= Your goal =
Check each line below for "first" and say how many have it, with no other words.

= Records provided =
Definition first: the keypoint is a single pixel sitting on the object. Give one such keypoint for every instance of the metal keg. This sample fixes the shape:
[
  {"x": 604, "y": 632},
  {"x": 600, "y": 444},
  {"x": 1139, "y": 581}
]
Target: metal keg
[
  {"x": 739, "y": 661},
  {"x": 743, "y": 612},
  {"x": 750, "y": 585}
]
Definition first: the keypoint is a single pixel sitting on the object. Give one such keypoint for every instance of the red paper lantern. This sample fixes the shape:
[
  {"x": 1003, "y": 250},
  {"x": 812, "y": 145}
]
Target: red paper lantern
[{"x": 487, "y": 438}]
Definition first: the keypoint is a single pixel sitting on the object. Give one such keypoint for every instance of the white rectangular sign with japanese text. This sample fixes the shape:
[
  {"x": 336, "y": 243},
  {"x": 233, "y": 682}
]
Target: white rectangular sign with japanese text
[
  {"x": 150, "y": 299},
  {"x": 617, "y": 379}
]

= Problem solution =
3